Consignes:
1. Recopiez tel quel le passage du texte sur les élections mauriciennes qui va de « Le pari, du » jusqu'à « mauricien en 2024 ? ».
2. Pour chaque affirmation ci-dessous, dites par oui ou par non si elle est conforme au texte sur les élections mauriciennes, en citant mot pour mot les mots du texte qui tranchent.
(a) Le jour du scrutin est le 10 novembre.
(b) Pour les partis traditionnels, le plus important est de gagner de nouveaux électeurs.
(c) Le texte dit que la légitimité des partis élus est acquise dans les faits.

Texte fourni:
--------------------

Les partis politiques ainsi élus se voient investis de la représentation du peuple et toutes leurs actions portent le sceau de la légitimité du peuple. En théorie.

Car tout cela présuppose que le peuple participe activement et sciemment au processus électoral, c’est-à-dire à l’exercice du choix de ses représentants.

Le pari, du point de vue des partis politiques, est alors de savoir comment « activer » suffisamment d’électeurs pour gagner une partie de la représentation, tout en essayant de convaincre la partie ciblée de l’électorat qu’elle va bénéficier de sa participation active à travers la sélection des « bons » candidats dans les diverses circonscriptions. Pour les partis traditionnels, il s’agit avant tout d’activer leurs « dépôts fixes » électoraux.

La question aujourd’hui c’est de savoir ce qui va activer l’électeur à aller voter le jour du scrutin le 10 novembre. Est-ce que les électeurs se résigneront à n’être que des dépôts fixes de partis qui se partagent le pouvoir depuis l’indépendance sinon avant ?  Quels sont les motifs des mobilisations de l’électorat mauricien en 2024 ?

--------------------

Données d'annotation par points
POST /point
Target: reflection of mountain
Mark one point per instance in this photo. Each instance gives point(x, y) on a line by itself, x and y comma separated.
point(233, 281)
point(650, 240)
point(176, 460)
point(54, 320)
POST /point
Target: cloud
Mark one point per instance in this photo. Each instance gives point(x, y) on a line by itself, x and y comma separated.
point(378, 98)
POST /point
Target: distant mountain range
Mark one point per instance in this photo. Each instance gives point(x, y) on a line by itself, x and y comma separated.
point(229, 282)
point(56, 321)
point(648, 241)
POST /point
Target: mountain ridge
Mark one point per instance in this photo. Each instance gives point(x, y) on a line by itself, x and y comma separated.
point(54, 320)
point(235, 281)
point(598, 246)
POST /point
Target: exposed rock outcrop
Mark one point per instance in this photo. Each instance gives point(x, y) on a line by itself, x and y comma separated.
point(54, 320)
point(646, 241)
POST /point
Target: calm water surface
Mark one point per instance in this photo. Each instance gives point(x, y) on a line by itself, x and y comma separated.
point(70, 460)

--------------------

Réponses:
1.
Le pari, du point de vue des partis politiques, est alors de savoir comment « activer » suffisamment d’électeurs pour gagner une partie de la représentation, tout en essayant de convaincre la partie ciblée de l’électorat qu’elle va bénéficier de sa participation active à travers la sélection des « bons » candidats dans les diverses circonscriptions. Pour les partis traditionnels, il s’agit avant tout d’activer leurs « dépôts fixes » électoraux.

La question aujourd’hui c’est de savoir ce qui va activer l’électeur à aller voter le jour du scrutin le 10 novembre. Est-ce que les électeurs se résigneront à n’être que des dépôts fixes de partis qui se partagent le pouvoir depuis l’indépendance sinon avant ?  Quels sont les motifs des mobilisations de l’électorat mauricien en 2024 ?

2.
(a) Oui : « aller voter le jour du scrutin le 10 novembre ».
(b) Non : « Pour les partis traditionnels, il s’agit avant tout d’activer leurs « dépôts fixes » électoraux. »
(c) Non : « En théorie. Car tout cela présuppose que le peuple participe activement et sciemment au processus électoral ».